# [PROBLEM TO SOLVE]
Copy out only the span from the line with "as [310, 517]." to the end of the data, both ends kept, word for word.

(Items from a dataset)
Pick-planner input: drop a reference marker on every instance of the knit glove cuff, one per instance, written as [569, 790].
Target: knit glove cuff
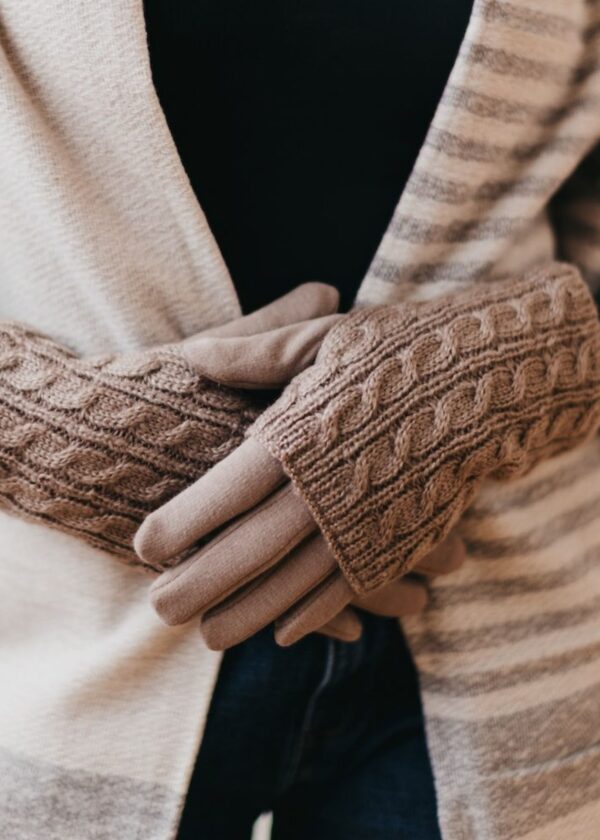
[409, 406]
[92, 446]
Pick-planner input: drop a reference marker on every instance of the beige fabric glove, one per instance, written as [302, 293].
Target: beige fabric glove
[91, 446]
[400, 598]
[385, 438]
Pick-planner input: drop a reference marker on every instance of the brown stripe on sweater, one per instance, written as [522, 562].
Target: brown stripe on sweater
[561, 480]
[513, 804]
[391, 271]
[467, 149]
[496, 635]
[506, 63]
[527, 20]
[486, 681]
[546, 726]
[448, 191]
[540, 537]
[414, 230]
[512, 110]
[520, 584]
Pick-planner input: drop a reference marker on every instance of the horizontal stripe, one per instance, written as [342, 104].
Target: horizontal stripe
[522, 496]
[447, 191]
[464, 148]
[414, 230]
[471, 685]
[508, 805]
[513, 110]
[510, 655]
[455, 272]
[539, 537]
[527, 20]
[491, 591]
[507, 63]
[562, 691]
[436, 641]
[526, 514]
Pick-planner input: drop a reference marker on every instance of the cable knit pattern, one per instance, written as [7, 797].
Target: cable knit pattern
[92, 446]
[409, 406]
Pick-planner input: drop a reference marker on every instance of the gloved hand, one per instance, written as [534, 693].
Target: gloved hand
[385, 439]
[400, 598]
[91, 446]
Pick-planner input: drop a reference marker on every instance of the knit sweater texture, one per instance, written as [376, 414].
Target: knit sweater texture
[91, 446]
[409, 407]
[105, 249]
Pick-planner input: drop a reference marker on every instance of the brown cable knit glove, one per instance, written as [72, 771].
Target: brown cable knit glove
[92, 446]
[385, 438]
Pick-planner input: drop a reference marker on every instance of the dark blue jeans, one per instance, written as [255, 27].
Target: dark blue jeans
[327, 735]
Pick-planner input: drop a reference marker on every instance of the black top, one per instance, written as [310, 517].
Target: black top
[298, 123]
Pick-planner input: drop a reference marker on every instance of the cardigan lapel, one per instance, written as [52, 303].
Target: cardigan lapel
[493, 156]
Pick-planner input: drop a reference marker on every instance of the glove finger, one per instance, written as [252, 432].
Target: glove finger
[405, 596]
[346, 626]
[445, 558]
[263, 600]
[233, 486]
[306, 301]
[268, 360]
[243, 551]
[314, 611]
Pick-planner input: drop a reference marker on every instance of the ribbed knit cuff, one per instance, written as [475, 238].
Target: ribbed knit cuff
[409, 406]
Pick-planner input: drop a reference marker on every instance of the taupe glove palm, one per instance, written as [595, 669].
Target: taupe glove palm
[91, 446]
[385, 440]
[269, 564]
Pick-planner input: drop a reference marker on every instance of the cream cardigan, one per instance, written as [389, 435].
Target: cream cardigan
[103, 246]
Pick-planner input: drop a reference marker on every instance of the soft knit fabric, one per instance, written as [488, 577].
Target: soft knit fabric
[92, 446]
[104, 248]
[407, 408]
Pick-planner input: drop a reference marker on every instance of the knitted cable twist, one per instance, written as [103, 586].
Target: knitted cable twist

# [WORKED ANSWER]
Pick-planner input: drop a reference marker on every instance of the black top, one per instance, written as [310, 517].
Target: black top
[298, 123]
Pick-planner input: drop a reference marker on every instance of the cardigan lapel, one per instance, written as [52, 303].
Target: cardigan lapel
[493, 156]
Pick-planner input: drop a reference marker on every instance of the glove finger, one per instance, written as [252, 432].
Target: glove finger
[405, 596]
[346, 626]
[445, 558]
[263, 600]
[233, 486]
[306, 301]
[268, 360]
[243, 551]
[314, 611]
Pick-planner input: drop a reference marker on every instance of the ribbed knit cuff, one per instance, written as [475, 238].
Target: ribbed knit cuff
[409, 406]
Pick-planner input: drop a reference marker on every instance of the taupe glove palm, one per instance, written as [595, 669].
Target: taupe glove palm
[91, 446]
[385, 440]
[269, 564]
Pick-planner input: drop a reference marker on every instance of the cream cardigan, one per instance, written as [389, 435].
Target: cream cardigan
[103, 246]
Pick-planner input: drop a reference marker on every instance of the soft knit fabric, one per instance, written as [488, 577].
Target: soft knit fabric
[92, 446]
[104, 248]
[407, 408]
Pick-planner input: drop a reference marker on every instance of the knitted cable twist, one per instance, written as [103, 586].
Target: knitted cable twist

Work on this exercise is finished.